美文网首页
爬虫 爬取杭州公交始末站,经纬度

爬虫 爬取杭州公交始末站,经纬度

作者: 诗人藏夜里 | 来源:发表于2019-11-22 00:33 被阅读0次

    杭州公交总览
    http://bus.hangzhou.com.cn/all_line.php

    找到每一路公交车对应网址


    每一路公交点击按键对应位置
    # 获取每一辆车对应网页id
    url = 'http://bus.hangzhou.com.cn/all_line.php'
    
    headers = {
        'User-Agent': 'User-Agent:Mozilla/5.0 (Macintosh; Intel Mac OS X 10_12_3) AppleWebKit/537.36 (KHTML, like Gecko) Chrome/56.0.2924.87 Safari/537.36'}
    
    
    response = requests.get(url, headers=headers, timeout=5)
    
    soup = BeautifulSoup(response.text, 'lxml')   #获取网页代码信息
    href = soup.find(attrs={'class': 'line_all'}).find_all('a')    #找到每辆车网址信息
    id_ = []    #每辆车网址
    for i in range(len(href)):
        id_one = re.findall('\d+', str(href[i]))[0]
        id_.append(id_one)
    

    任选一路车进入其页面
    http://bus.hangzhou.com.cn/line.php?line_id=3

    找到始末站信息
    '''
        进入每一辆车对应网页
        '''
        url = 'http://bus.hangzhou.com.cn/line.php?line_id=' + str(id_[count])
        response_ = requests.get(url, headers=headers, timeout=10)
        print('url:{} count:{}'.format(url, count))
        soup = BeautifulSoup(response_.text, 'lxml')
        #找到始发站终点站对应位置
        start_terminal_ = soup.find(attrs={'class': 'main_title'}).find_all('strong')[-1]
    

    完整代码

    import requests
    from bs4 import BeautifulSoup
    import random
    import tqdm as tqdm
    
    import pandas as pd
    import numpy as np
    import re
    '''
    创建dataframe来保存起始站,终点站
    '''
    df = pd.DataFrame(columns=['count', 'start', 'terminal'])
      
        
    # 获取每一辆车对应网页id
    url = 'http://bus.hangzhou.com.cn/all_line.php'
    
    headers = {
        'User-Agent': 'User-Agent:Mozilla/5.0 (Macintosh; Intel Mac OS X 10_12_3) AppleWebKit/537.36 (KHTML, like Gecko) Chrome/56.0.2924.87 Safari/537.36'}
    
    
    response = requests.get(url, headers=headers, timeout=5)

照片对象指向记录

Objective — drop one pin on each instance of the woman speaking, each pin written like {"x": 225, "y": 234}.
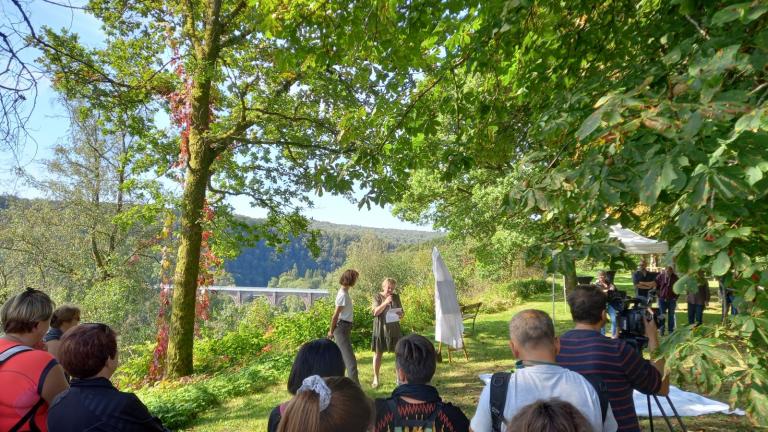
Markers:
{"x": 387, "y": 311}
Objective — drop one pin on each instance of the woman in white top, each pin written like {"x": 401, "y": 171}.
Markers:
{"x": 341, "y": 322}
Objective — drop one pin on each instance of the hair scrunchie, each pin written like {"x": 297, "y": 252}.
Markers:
{"x": 316, "y": 384}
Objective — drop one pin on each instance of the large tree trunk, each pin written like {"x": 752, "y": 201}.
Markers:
{"x": 179, "y": 361}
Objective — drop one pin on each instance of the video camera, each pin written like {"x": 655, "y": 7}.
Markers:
{"x": 630, "y": 313}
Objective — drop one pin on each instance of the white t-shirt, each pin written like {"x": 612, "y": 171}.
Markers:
{"x": 533, "y": 383}
{"x": 345, "y": 301}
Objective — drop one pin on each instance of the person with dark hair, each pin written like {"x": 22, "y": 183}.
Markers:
{"x": 551, "y": 415}
{"x": 698, "y": 300}
{"x": 665, "y": 282}
{"x": 604, "y": 284}
{"x": 341, "y": 322}
{"x": 385, "y": 334}
{"x": 414, "y": 404}
{"x": 618, "y": 364}
{"x": 64, "y": 318}
{"x": 643, "y": 280}
{"x": 88, "y": 353}
{"x": 334, "y": 404}
{"x": 318, "y": 357}
{"x": 30, "y": 378}
{"x": 534, "y": 344}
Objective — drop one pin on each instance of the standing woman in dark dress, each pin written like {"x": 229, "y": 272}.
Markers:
{"x": 385, "y": 335}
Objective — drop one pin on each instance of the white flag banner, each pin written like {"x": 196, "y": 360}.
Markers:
{"x": 448, "y": 323}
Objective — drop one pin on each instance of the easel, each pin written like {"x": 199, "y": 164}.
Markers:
{"x": 450, "y": 360}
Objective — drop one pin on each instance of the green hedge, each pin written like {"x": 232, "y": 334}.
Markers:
{"x": 177, "y": 404}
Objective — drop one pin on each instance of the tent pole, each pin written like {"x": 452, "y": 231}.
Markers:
{"x": 553, "y": 297}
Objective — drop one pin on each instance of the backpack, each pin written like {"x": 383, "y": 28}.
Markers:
{"x": 500, "y": 383}
{"x": 30, "y": 415}
{"x": 400, "y": 424}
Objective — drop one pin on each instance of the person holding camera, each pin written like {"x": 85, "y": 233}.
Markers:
{"x": 615, "y": 361}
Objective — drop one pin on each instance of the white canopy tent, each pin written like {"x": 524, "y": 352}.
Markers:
{"x": 636, "y": 244}
{"x": 632, "y": 242}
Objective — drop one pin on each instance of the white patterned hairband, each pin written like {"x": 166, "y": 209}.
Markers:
{"x": 316, "y": 384}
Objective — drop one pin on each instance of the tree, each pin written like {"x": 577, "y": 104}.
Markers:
{"x": 646, "y": 113}
{"x": 271, "y": 99}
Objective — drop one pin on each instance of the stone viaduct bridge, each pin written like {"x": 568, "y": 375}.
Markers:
{"x": 274, "y": 295}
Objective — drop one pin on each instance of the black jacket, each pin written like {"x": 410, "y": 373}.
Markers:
{"x": 95, "y": 405}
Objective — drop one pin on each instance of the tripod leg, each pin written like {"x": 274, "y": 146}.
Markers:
{"x": 663, "y": 414}
{"x": 650, "y": 412}
{"x": 677, "y": 416}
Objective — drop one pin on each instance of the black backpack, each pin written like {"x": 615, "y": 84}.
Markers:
{"x": 400, "y": 424}
{"x": 500, "y": 383}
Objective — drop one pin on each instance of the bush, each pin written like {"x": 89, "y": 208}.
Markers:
{"x": 499, "y": 297}
{"x": 528, "y": 288}
{"x": 419, "y": 306}
{"x": 134, "y": 365}
{"x": 215, "y": 354}
{"x": 178, "y": 403}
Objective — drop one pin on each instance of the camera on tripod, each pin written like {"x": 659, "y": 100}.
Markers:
{"x": 630, "y": 313}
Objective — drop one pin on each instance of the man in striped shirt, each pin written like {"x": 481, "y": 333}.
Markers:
{"x": 620, "y": 366}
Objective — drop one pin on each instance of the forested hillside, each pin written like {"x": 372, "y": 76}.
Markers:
{"x": 257, "y": 265}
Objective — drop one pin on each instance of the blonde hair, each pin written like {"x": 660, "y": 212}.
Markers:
{"x": 22, "y": 312}
{"x": 388, "y": 282}
{"x": 64, "y": 314}
{"x": 348, "y": 278}
{"x": 350, "y": 410}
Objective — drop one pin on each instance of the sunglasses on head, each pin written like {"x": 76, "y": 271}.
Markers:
{"x": 101, "y": 326}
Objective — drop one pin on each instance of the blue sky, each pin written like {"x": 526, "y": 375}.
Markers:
{"x": 48, "y": 125}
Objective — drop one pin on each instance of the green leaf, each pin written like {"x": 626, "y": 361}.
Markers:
{"x": 721, "y": 264}
{"x": 751, "y": 121}
{"x": 651, "y": 186}
{"x": 692, "y": 127}
{"x": 728, "y": 14}
{"x": 590, "y": 124}
{"x": 753, "y": 175}
{"x": 668, "y": 175}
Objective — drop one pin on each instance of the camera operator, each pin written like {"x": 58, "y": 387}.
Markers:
{"x": 620, "y": 365}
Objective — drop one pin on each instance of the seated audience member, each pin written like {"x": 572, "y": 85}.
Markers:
{"x": 64, "y": 318}
{"x": 320, "y": 357}
{"x": 88, "y": 353}
{"x": 30, "y": 378}
{"x": 549, "y": 416}
{"x": 414, "y": 404}
{"x": 620, "y": 366}
{"x": 537, "y": 376}
{"x": 698, "y": 300}
{"x": 665, "y": 282}
{"x": 334, "y": 404}
{"x": 643, "y": 280}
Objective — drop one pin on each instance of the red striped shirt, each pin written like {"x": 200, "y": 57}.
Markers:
{"x": 620, "y": 367}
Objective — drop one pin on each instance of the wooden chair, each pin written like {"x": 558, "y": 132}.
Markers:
{"x": 469, "y": 312}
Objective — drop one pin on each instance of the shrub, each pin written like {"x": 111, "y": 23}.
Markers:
{"x": 178, "y": 403}
{"x": 134, "y": 365}
{"x": 499, "y": 297}
{"x": 214, "y": 354}
{"x": 528, "y": 288}
{"x": 419, "y": 306}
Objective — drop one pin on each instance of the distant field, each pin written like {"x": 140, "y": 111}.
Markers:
{"x": 458, "y": 382}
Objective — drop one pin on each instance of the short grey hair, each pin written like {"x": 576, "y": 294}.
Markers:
{"x": 532, "y": 328}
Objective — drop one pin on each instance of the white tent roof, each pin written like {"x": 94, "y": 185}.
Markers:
{"x": 636, "y": 244}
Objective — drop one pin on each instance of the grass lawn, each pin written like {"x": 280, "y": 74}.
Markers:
{"x": 458, "y": 382}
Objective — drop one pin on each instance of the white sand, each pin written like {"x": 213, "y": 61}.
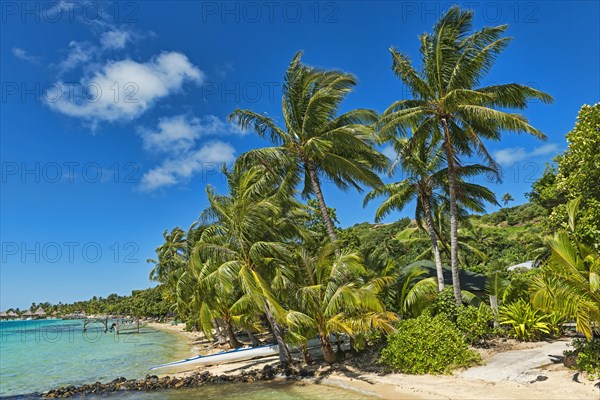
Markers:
{"x": 508, "y": 374}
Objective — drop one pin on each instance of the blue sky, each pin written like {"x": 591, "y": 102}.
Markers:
{"x": 113, "y": 115}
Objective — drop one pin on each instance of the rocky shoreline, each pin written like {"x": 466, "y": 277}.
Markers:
{"x": 196, "y": 379}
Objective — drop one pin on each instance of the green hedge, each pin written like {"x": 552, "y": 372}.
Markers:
{"x": 427, "y": 345}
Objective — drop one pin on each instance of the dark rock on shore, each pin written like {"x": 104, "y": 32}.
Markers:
{"x": 153, "y": 382}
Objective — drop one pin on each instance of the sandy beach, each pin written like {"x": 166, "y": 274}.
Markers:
{"x": 510, "y": 371}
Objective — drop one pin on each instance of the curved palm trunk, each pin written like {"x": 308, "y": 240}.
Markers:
{"x": 434, "y": 247}
{"x": 284, "y": 353}
{"x": 327, "y": 349}
{"x": 453, "y": 216}
{"x": 306, "y": 355}
{"x": 218, "y": 333}
{"x": 314, "y": 180}
{"x": 253, "y": 340}
{"x": 231, "y": 335}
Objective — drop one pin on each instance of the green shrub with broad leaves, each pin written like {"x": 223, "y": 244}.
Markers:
{"x": 524, "y": 322}
{"x": 587, "y": 354}
{"x": 427, "y": 345}
{"x": 445, "y": 304}
{"x": 476, "y": 323}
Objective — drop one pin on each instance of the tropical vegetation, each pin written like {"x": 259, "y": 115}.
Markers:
{"x": 266, "y": 260}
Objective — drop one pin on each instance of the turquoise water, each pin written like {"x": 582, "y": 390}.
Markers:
{"x": 37, "y": 356}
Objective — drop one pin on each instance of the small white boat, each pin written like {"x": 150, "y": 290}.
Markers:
{"x": 226, "y": 356}
{"x": 124, "y": 327}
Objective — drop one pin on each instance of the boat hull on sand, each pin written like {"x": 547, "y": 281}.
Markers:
{"x": 225, "y": 356}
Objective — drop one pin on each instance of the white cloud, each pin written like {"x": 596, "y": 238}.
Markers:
{"x": 79, "y": 53}
{"x": 22, "y": 54}
{"x": 181, "y": 169}
{"x": 179, "y": 133}
{"x": 115, "y": 39}
{"x": 123, "y": 90}
{"x": 512, "y": 155}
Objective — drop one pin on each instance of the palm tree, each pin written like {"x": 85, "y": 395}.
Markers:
{"x": 570, "y": 282}
{"x": 427, "y": 181}
{"x": 335, "y": 298}
{"x": 449, "y": 104}
{"x": 412, "y": 291}
{"x": 316, "y": 141}
{"x": 425, "y": 177}
{"x": 171, "y": 255}
{"x": 246, "y": 238}
{"x": 506, "y": 198}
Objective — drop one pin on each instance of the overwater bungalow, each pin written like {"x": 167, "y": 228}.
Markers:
{"x": 39, "y": 313}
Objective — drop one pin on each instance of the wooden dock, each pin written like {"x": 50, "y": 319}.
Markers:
{"x": 118, "y": 325}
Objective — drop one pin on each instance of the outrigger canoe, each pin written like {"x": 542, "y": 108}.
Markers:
{"x": 240, "y": 354}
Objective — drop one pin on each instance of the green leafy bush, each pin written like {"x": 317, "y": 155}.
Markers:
{"x": 587, "y": 354}
{"x": 427, "y": 345}
{"x": 476, "y": 323}
{"x": 525, "y": 322}
{"x": 445, "y": 304}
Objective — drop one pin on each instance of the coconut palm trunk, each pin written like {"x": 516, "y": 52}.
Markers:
{"x": 218, "y": 333}
{"x": 316, "y": 185}
{"x": 284, "y": 353}
{"x": 253, "y": 340}
{"x": 327, "y": 349}
{"x": 434, "y": 247}
{"x": 453, "y": 214}
{"x": 231, "y": 336}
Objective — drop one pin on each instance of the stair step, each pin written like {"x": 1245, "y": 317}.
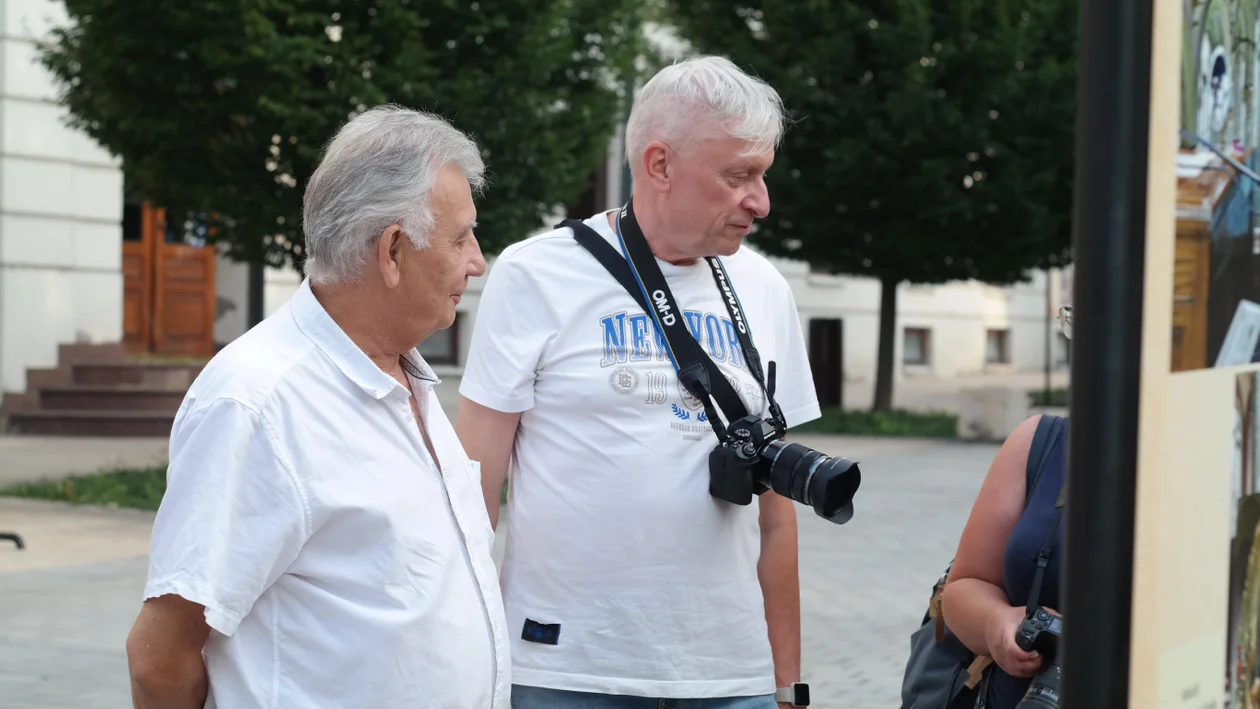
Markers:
{"x": 92, "y": 422}
{"x": 171, "y": 375}
{"x": 119, "y": 397}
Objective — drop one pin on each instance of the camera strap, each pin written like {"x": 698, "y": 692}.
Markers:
{"x": 1042, "y": 562}
{"x": 638, "y": 272}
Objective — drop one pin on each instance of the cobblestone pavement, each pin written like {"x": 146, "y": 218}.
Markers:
{"x": 68, "y": 601}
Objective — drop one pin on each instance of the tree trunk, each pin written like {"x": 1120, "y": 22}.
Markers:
{"x": 887, "y": 343}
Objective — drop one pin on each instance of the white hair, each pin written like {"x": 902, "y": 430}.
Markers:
{"x": 377, "y": 171}
{"x": 674, "y": 103}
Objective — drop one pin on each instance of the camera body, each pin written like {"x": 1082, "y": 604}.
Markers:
{"x": 755, "y": 457}
{"x": 1040, "y": 632}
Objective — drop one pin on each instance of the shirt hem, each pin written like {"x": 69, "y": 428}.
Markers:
{"x": 628, "y": 686}
{"x": 218, "y": 618}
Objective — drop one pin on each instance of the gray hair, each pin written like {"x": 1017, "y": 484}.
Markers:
{"x": 377, "y": 171}
{"x": 681, "y": 96}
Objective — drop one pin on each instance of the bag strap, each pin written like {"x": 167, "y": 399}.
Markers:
{"x": 1048, "y": 430}
{"x": 616, "y": 265}
{"x": 1042, "y": 445}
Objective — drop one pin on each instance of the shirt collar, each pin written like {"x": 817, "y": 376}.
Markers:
{"x": 316, "y": 324}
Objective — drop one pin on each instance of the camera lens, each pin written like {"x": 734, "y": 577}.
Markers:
{"x": 812, "y": 479}
{"x": 1042, "y": 690}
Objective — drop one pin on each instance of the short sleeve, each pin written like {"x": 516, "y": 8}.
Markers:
{"x": 514, "y": 323}
{"x": 794, "y": 379}
{"x": 232, "y": 518}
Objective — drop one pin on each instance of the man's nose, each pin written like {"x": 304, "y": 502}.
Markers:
{"x": 757, "y": 202}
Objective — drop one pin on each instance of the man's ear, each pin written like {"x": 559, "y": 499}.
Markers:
{"x": 389, "y": 255}
{"x": 657, "y": 165}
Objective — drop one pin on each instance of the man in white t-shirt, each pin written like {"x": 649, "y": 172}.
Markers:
{"x": 323, "y": 540}
{"x": 625, "y": 582}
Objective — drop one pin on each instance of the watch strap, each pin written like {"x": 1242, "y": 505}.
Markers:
{"x": 795, "y": 694}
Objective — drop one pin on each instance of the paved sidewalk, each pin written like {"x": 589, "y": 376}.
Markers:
{"x": 69, "y": 598}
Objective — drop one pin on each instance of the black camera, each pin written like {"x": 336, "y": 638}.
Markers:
{"x": 1040, "y": 634}
{"x": 755, "y": 459}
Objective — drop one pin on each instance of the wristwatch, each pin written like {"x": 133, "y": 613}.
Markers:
{"x": 793, "y": 695}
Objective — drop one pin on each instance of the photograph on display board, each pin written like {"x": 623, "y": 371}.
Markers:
{"x": 1242, "y": 665}
{"x": 1216, "y": 291}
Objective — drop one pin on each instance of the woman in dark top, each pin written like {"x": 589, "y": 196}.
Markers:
{"x": 988, "y": 587}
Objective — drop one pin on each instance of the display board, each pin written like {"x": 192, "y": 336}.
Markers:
{"x": 1196, "y": 558}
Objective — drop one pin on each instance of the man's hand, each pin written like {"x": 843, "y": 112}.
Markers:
{"x": 164, "y": 655}
{"x": 780, "y": 584}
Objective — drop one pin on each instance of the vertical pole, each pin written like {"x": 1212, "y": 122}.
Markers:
{"x": 1050, "y": 339}
{"x": 1109, "y": 243}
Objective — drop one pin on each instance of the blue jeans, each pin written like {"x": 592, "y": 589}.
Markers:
{"x": 541, "y": 698}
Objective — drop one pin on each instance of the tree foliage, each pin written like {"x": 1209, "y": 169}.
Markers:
{"x": 222, "y": 107}
{"x": 931, "y": 140}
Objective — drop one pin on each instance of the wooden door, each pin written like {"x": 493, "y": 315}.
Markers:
{"x": 137, "y": 282}
{"x": 168, "y": 291}
{"x": 183, "y": 295}
{"x": 827, "y": 360}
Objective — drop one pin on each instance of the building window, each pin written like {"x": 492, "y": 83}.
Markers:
{"x": 444, "y": 345}
{"x": 1065, "y": 350}
{"x": 997, "y": 346}
{"x": 916, "y": 345}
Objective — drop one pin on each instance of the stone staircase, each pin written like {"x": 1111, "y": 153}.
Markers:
{"x": 98, "y": 391}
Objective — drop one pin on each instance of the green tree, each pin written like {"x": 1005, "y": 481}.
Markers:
{"x": 931, "y": 140}
{"x": 222, "y": 107}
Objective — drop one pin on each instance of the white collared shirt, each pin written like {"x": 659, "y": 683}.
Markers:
{"x": 338, "y": 564}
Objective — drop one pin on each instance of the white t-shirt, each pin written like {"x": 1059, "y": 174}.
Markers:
{"x": 611, "y": 530}
{"x": 338, "y": 564}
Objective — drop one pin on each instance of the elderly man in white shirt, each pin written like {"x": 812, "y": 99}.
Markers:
{"x": 323, "y": 540}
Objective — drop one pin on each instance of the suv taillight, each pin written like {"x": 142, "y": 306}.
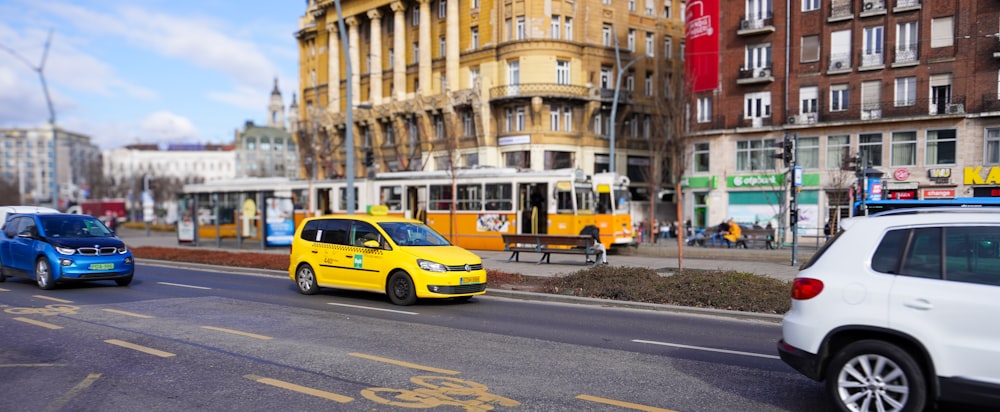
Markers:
{"x": 806, "y": 288}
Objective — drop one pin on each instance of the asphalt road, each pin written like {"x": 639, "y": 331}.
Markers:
{"x": 182, "y": 339}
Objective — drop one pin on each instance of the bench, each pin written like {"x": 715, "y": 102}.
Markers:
{"x": 547, "y": 245}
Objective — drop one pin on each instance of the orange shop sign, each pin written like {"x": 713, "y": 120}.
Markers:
{"x": 975, "y": 175}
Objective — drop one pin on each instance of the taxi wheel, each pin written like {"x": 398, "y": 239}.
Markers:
{"x": 400, "y": 289}
{"x": 305, "y": 278}
{"x": 43, "y": 275}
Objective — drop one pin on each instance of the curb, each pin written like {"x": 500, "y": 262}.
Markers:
{"x": 509, "y": 294}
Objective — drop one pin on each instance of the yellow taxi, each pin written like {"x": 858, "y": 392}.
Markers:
{"x": 402, "y": 258}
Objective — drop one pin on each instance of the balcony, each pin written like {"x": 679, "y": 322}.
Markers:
{"x": 549, "y": 90}
{"x": 759, "y": 25}
{"x": 755, "y": 75}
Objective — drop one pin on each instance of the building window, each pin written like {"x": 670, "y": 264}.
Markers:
{"x": 942, "y": 32}
{"x": 519, "y": 159}
{"x": 941, "y": 147}
{"x": 558, "y": 160}
{"x": 871, "y": 145}
{"x": 992, "y": 155}
{"x": 903, "y": 150}
{"x": 754, "y": 155}
{"x": 562, "y": 72}
{"x": 838, "y": 149}
{"x": 810, "y": 49}
{"x": 906, "y": 91}
{"x": 704, "y": 109}
{"x": 838, "y": 97}
{"x": 807, "y": 152}
{"x": 701, "y": 157}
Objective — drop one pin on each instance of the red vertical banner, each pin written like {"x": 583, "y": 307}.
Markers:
{"x": 701, "y": 45}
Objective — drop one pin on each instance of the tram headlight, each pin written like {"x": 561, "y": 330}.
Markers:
{"x": 431, "y": 266}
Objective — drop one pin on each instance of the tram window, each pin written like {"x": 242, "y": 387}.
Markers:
{"x": 392, "y": 197}
{"x": 440, "y": 197}
{"x": 499, "y": 196}
{"x": 469, "y": 197}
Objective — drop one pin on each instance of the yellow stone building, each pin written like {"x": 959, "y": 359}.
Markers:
{"x": 518, "y": 83}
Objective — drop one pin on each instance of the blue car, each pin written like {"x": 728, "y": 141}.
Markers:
{"x": 62, "y": 248}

■ 待办事项
1) 在杭州公交爬虫一文中,获取每路车网址信息时,代码先查找哪个 class 的部分?
2) 从杭州公交爬虫一文结尾处接着往下续写。
这些记录在此不起任何作用。

■ 参考答案
1) class 为 line_all 的部分,再从中取出所有 a 标签。

2)
    
    soup = BeautifulSoup(response.text, 'lxml')   #获取网页代码信息
    href = soup.find(attrs={'class': 'line_all'}).find_all('a')    #找到每辆车网址信息
    id_ = []    #每辆车网址
    for i in range(len(href)):
        id_one = re.findall('\d+', str(href[i]))[0]
        id_.append(id_one)
    
    '''
    若不换ip则可能ip被封,因为采用count计数,可以知道停在了哪里,下一次把count改为相应值继续开始即可
    '''
    count = 0
    while(count!=len(id_)):
        '''
        进入每一辆车对应网页
        '''
        url = 'http://bus.hangzhou.com.cn/line.php?line_id=' + str(id_[count])
        response_ = requests.get(url, headers=headers, timeout=10)
        print('url:{} count:{}'.format(url, count))
        soup = BeautifulSoup(response_.text, 'lxml')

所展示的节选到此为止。